(Beginning of DATASET)
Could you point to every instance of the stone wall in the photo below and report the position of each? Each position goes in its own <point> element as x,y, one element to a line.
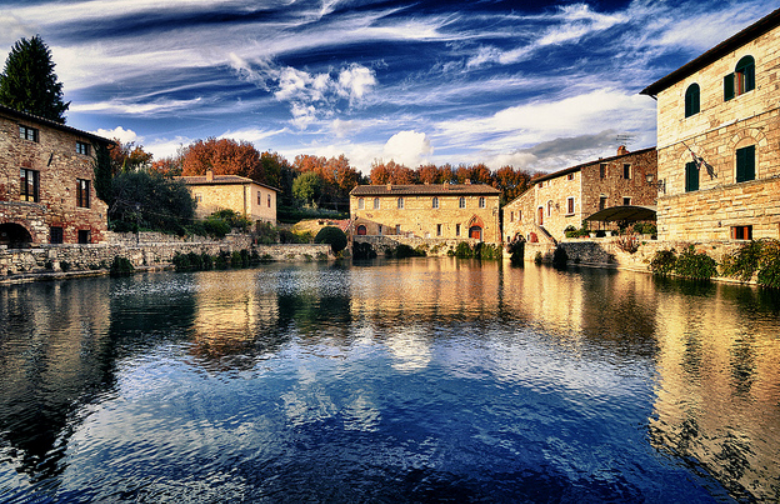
<point>54,158</point>
<point>154,250</point>
<point>715,133</point>
<point>433,247</point>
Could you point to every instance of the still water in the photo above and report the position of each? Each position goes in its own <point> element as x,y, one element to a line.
<point>423,380</point>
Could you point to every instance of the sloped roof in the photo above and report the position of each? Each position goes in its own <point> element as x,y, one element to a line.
<point>222,180</point>
<point>24,116</point>
<point>750,33</point>
<point>424,190</point>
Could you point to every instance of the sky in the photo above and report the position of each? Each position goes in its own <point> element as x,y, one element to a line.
<point>537,85</point>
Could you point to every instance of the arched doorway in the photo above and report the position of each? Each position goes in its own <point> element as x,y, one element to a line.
<point>14,235</point>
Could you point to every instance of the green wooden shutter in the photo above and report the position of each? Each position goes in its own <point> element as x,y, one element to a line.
<point>691,177</point>
<point>746,164</point>
<point>728,87</point>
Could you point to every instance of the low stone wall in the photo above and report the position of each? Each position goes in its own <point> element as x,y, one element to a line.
<point>150,250</point>
<point>605,252</point>
<point>432,246</point>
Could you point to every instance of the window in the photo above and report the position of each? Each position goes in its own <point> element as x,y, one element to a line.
<point>742,80</point>
<point>746,164</point>
<point>27,133</point>
<point>82,193</point>
<point>28,185</point>
<point>742,232</point>
<point>55,235</point>
<point>691,177</point>
<point>692,100</point>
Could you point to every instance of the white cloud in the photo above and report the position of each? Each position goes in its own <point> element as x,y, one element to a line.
<point>410,148</point>
<point>125,136</point>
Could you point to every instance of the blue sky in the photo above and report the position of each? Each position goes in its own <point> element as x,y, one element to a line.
<point>533,84</point>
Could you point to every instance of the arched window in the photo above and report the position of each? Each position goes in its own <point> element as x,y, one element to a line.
<point>692,100</point>
<point>742,80</point>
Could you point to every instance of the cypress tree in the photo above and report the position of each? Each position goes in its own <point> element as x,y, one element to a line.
<point>28,82</point>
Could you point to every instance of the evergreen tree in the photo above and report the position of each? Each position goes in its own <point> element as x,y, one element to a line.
<point>28,82</point>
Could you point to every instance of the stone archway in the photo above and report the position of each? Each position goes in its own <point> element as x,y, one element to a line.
<point>14,235</point>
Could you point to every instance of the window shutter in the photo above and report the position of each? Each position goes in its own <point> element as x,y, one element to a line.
<point>728,87</point>
<point>746,164</point>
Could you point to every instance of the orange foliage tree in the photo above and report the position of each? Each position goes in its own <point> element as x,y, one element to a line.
<point>224,157</point>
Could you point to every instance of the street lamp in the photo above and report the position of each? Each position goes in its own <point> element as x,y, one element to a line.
<point>660,185</point>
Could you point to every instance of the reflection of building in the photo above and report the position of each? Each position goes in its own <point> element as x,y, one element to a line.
<point>722,107</point>
<point>47,192</point>
<point>718,387</point>
<point>242,195</point>
<point>564,198</point>
<point>446,211</point>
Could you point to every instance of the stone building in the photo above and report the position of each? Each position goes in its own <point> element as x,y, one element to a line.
<point>722,108</point>
<point>441,211</point>
<point>242,195</point>
<point>47,193</point>
<point>565,198</point>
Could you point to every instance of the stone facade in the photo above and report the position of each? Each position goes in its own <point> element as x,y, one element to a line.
<point>737,86</point>
<point>447,211</point>
<point>565,198</point>
<point>59,204</point>
<point>242,195</point>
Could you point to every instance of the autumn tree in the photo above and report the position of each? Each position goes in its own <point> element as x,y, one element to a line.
<point>28,82</point>
<point>224,157</point>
(End of DATASET)
> _WHAT TO PRODUCE_
Reproduce all of the entries above word for word, but leave out their pictures.

> _TASK SOLUTION_
Could you point to every instance of the stone wall in the photo below and report the position of each? Each position goes in its own <point> element as x,y, one element to a line.
<point>54,158</point>
<point>154,250</point>
<point>715,133</point>
<point>433,247</point>
Could you point to every instance of the still water in the photo above and report the position of each? Each position goes in its own <point> element as x,y, one element to a line.
<point>423,380</point>
Could you point to every instance of the sloped roof in the photo above and report the position of each? Each position goes in its own <point> element as x,y, one element to a line.
<point>222,180</point>
<point>24,116</point>
<point>750,33</point>
<point>424,190</point>
Could you point to every instance of the sky in the photo above and report the position of each? Each position goes in its own <point> element as x,y, one element to a line.
<point>537,85</point>
Could you point to every instance of the arched doorway in the photo above and report the position of each? Each position goes in its own <point> element as x,y, one element to a line.
<point>14,235</point>
Could you point to every instance of the green wooden shutter in the photo above and report the position of each? Each position goes in its own <point> element as x,y, one element to a line.
<point>691,177</point>
<point>746,164</point>
<point>728,87</point>
Could you point to every instance of the low stone wall in the photo above and report the position of each? Each position goes in its own <point> element as x,y, one element to a line.
<point>150,250</point>
<point>605,252</point>
<point>432,246</point>
Could you point to every instance of the window in the photo above and report the position of each? Each position goes in its own <point> element as x,y, one element to a line.
<point>742,80</point>
<point>746,164</point>
<point>27,133</point>
<point>82,193</point>
<point>28,185</point>
<point>742,232</point>
<point>55,235</point>
<point>691,177</point>
<point>692,100</point>
Could you point to every instance of the white cloud in the photo above and report the position of each? Each position goes in its own <point> element as x,y, one element to a line.
<point>410,148</point>
<point>125,136</point>
Could you point to every instance of the blue sky in the photo above and report the position of each? Each position goes in its own <point> element as x,y, one element to a line.
<point>533,84</point>
Could you point to every instance of the arched window in the photo above and report the position of each? Each position goes in its own <point> element as x,y, one element to a line.
<point>692,100</point>
<point>742,80</point>
Could you point to every instance of the cypress tree in the photo above and report the position of each? Each position goes in its own <point> element as x,y, one element to a line.
<point>28,82</point>
Could you point to every instance of the evergreen tree in the photo above and report the position of each? Each position goes in its own <point> element as x,y, one element to a line.
<point>28,82</point>
Could you point to every instance of the stone archway in the photo above and report the position of each? Each position goes in its own <point> element as x,y, one element to a line.
<point>14,235</point>
Could you point to every instance of the window shutter in the photo above and report the position of each? Each position goes in its own <point> element as x,y, one element to a line.
<point>728,87</point>
<point>746,164</point>
Could you point to every instance of the orange foliage tree in the photo above and report the position of each? Each position goes in its own <point> element as x,y, one element to a line.
<point>224,157</point>
Could you point to every instance of the street lamp in the photo above and report the position of each? Each position goes in its own <point> element as x,y, one element to a line.
<point>660,185</point>
Could you point to every instance of the reflection of building in the photo above and report the position of each? Each position goes in its own <point> element as x,y, one element to a line.
<point>722,107</point>
<point>47,192</point>
<point>718,387</point>
<point>242,195</point>
<point>564,198</point>
<point>446,211</point>
Could you point to every instance of the stone building in the photo above and report the position of each? Each position goes in its own <point> element as x,y, one element to a line.
<point>722,108</point>
<point>441,211</point>
<point>242,195</point>
<point>47,193</point>
<point>565,198</point>
Could you point to every instance of the stone facade in the photo above and report the position of each? Each position goes in its own <point> element as x,y, one element to a line.
<point>737,86</point>
<point>447,211</point>
<point>565,198</point>
<point>59,204</point>
<point>242,195</point>
Could you point to every instance of the autumn tree in the photo above and report the position of each? Each position goes in its own <point> element as x,y, one element to a line.
<point>28,82</point>
<point>224,157</point>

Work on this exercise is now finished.